## Start Document
NONPRECEDENTIAL OPINION
SMITH, TRACY M., Judge
Appellants Joseph and Jennifer Roach challenge the district court's order stopping the accrual of postjudgment interest on a judgment for damages owed to them by respondents Thomas and Sandra Alinder, Gary Heitkamp Construction, Inc., and Gary Heitkamp. We reverse and remand.
FACTS
The facts and procedural history of this case are recited at length in previous opinions by this court. In brief, the Roaches and Alinders own adjacent shoreline properties in Becker County. Initially, the Alinders' property was at a lower elevation than the Roaches' property. In 2003, the Alinders obtained a permit to build a new house on their property and contracted with Heitkamp to build the house. Construction activities included adding fill to the Alinders' property, which elevated it above neighboring properties and caused water to run off onto the Roaches' property.
Roach v. County of Becker, No. A19-2083, 2020 WL 4281003 (Minn. App. July 27, 2020), review granted (Minn. Oct. 20, 2020) (Roach IV); Roach v. County of Becker, No. A16-0915, 2017 WL 1316117 (Minn. App. Apr. 10, 2017) (Roach III); Roach v. County of Becker, No. A12-0132, 2012 WL 6097133 (Minn. App. Dec. 10, 2012) (Roach II), review denied (Minn. Feb. 19, 2013); In re Decision of Becker Cty. Zoning Adm'r, No. A07-1580, 2008 WL 4224508 (Minn. App. Sept. 16, 2008) (Roach I).
Following years of litigation against the county and respondents, including multiple appeals to this court, the Roaches eventually obtained a restoration order directing respondents to remove enough "net fill" to restore the Alinders' property to its preconstruction elevation. The Roaches also secured the right to go to trial on their claims against respondents for any damages remaining following implementation of the restoration order.
The damages claims were set for a jury trial. Before trial, the district court dismissed the county as a party based on its discretionary immunity. The trial was then held in April 2019, and the jury awarded the Roaches $560,000 in damages, including $300,000 in future damages. The jury apportioned the absent-party county 20% of the fault and divided the remaining fault equally between Heitkamp and the Alinders.
Respondents brought a posttrial motion for a new trial, based on various grounds related to the amount of damages. Meanwhile, the Roaches brought a posttrial motion seeking attorney fees under the Minnesota Watershed Law, preverdict interest, leave to amend the complaint to add a claim for punitive damages, and judgment as a matter of law (JMOL) eliminating any apportionment of liability to the county.
Minn. Stat. § 103D.545 (2018).
With respect to the Roaches' posttrial motion, the district court awarded some, but not all, of the preverdict interest that they sought and denied their requests for attorney fees, the opportunity to seek punitive damages, and JMOL regarding the county's liability. The district court conditionally granted respondents' motion for a new trial pending the Roaches' acceptance of a remittitur agreement. The district court's order remitted the award of future damages from $300,000 to $0. The Roaches petitioned this court for discretionary review of the district court's order, which we denied. The Roaches then accepted the remittitur, and, on October 28, 2019, the district court entered final judgment in their favor for $514,885.77—including costs and disbursements and preverdict interest.
## End Document
## Start Record extracts
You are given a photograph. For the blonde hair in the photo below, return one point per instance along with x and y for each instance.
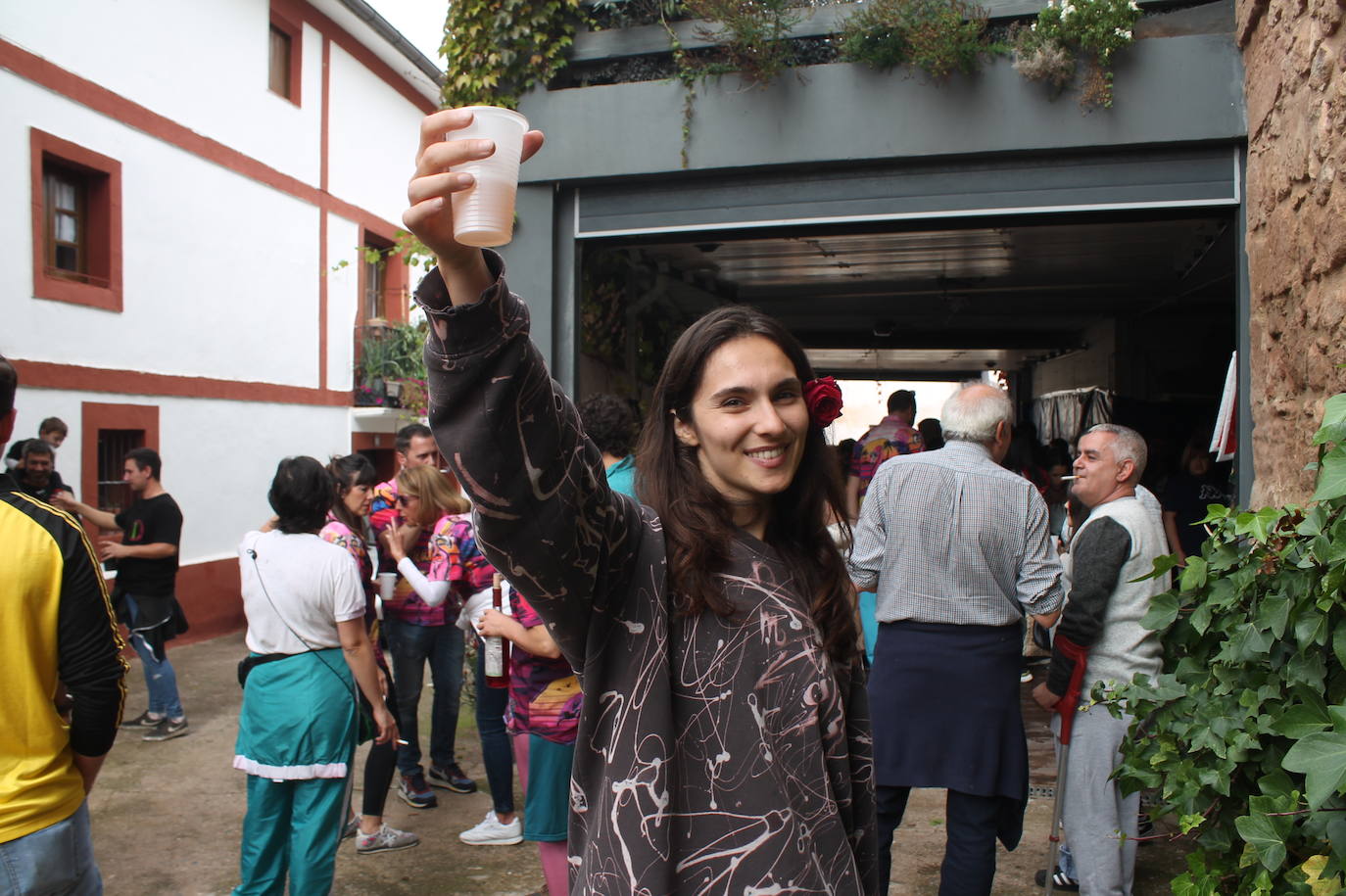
(438, 492)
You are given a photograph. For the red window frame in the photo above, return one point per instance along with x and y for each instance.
(100, 285)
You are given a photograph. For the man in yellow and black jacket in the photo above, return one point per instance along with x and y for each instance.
(57, 636)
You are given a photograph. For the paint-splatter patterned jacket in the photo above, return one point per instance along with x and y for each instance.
(715, 755)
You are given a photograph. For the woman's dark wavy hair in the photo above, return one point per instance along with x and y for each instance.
(348, 472)
(698, 524)
(301, 494)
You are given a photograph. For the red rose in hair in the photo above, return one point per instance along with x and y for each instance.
(823, 396)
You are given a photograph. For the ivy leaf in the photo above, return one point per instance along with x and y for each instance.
(1163, 610)
(1331, 478)
(1300, 720)
(1311, 630)
(1314, 521)
(1274, 614)
(1322, 759)
(1260, 833)
(1334, 421)
(1215, 513)
(1190, 823)
(1314, 868)
(1194, 575)
(1162, 564)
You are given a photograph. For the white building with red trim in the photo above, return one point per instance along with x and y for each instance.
(183, 179)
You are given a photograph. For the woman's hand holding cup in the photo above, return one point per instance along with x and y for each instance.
(432, 187)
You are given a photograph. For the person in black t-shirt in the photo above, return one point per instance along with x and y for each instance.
(1188, 492)
(147, 568)
(35, 474)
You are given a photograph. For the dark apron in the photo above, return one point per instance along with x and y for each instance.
(945, 706)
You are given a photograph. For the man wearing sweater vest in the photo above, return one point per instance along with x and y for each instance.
(1116, 545)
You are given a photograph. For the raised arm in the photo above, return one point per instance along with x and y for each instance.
(100, 518)
(544, 513)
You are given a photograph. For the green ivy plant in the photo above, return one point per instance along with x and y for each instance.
(938, 36)
(1244, 732)
(392, 352)
(1069, 28)
(496, 50)
(407, 247)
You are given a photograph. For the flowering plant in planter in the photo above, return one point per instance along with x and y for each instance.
(1065, 28)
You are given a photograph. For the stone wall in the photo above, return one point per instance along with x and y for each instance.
(1295, 83)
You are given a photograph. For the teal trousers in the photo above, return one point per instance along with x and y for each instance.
(291, 827)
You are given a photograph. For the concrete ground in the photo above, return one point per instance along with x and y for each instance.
(168, 817)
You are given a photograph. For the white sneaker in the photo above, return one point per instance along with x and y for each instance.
(493, 833)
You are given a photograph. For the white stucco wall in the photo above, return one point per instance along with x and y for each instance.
(218, 455)
(201, 64)
(208, 255)
(373, 133)
(342, 299)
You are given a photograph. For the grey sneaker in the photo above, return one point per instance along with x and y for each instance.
(168, 730)
(384, 839)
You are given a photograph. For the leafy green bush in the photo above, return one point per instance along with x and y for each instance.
(751, 38)
(938, 36)
(1244, 732)
(1093, 28)
(496, 50)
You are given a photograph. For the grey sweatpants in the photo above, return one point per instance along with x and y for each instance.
(1100, 823)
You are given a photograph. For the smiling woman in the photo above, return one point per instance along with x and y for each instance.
(724, 737)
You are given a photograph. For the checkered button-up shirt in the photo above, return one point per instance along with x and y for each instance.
(952, 537)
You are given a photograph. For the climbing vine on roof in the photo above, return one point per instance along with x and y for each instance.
(497, 50)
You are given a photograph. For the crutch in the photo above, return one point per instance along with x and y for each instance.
(1068, 705)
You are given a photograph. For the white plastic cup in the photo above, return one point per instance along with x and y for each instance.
(483, 214)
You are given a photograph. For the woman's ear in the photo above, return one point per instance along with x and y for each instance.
(684, 432)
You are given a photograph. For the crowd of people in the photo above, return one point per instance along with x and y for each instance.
(733, 655)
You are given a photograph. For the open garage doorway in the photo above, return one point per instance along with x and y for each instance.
(1134, 306)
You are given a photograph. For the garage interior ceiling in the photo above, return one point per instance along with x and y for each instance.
(937, 303)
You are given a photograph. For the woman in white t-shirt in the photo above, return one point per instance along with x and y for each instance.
(299, 724)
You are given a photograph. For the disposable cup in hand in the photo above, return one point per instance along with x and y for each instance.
(483, 214)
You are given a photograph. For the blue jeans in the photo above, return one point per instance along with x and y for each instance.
(161, 680)
(410, 646)
(969, 853)
(57, 859)
(497, 754)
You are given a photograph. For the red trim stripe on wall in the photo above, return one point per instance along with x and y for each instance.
(38, 71)
(43, 374)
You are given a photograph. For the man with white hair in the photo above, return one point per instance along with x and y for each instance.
(957, 549)
(1113, 547)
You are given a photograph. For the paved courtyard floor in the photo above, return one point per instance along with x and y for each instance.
(168, 817)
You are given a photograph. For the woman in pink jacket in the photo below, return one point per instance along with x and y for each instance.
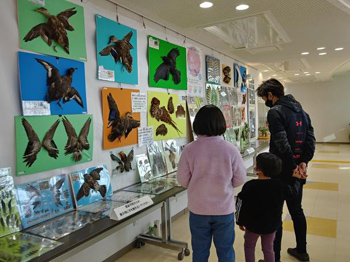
## End Record extracts
Extend the appellate opinion on the Roaches' postjudgment interest appeal, starting right after its final sentence.

The judgment includes the award of damages, as well as preverdict interest in the amount of $227,511.57 and costs and disbursements in the amount of $74,574.20.
On December 27, 2019, the Roaches filed an appeal from the final judgment, challenging the district court's rulings on their posttrial motion. Roach IV, 2020 WL 4281003, at *1. Respondents did not appeal the judgment against them. As to the Roaches' appeal, respondents argued that, by accepting the remittitur agreement, the Roaches had waived their right to appeal any issue in the case. Id. at 2. We disagreed and addressed the Roaches' claims. We concluded that the district court erred in its calculation of preverdict interest and its determination that the Minnesota Watershed Law does not allow for the recovery of reasonable attorney fees, but otherwise affirmed the district court's order. Id. at *3-4, 6-7. We remanded the case to the district court to address the preverdict-interest and attorney-fees issues. Id. at *3-4, *6-7.
Appellants also challenged the district court's denial of a motion they brought against respondents for civil contempt. Roach IV, 2020 WL 4281003, at *2.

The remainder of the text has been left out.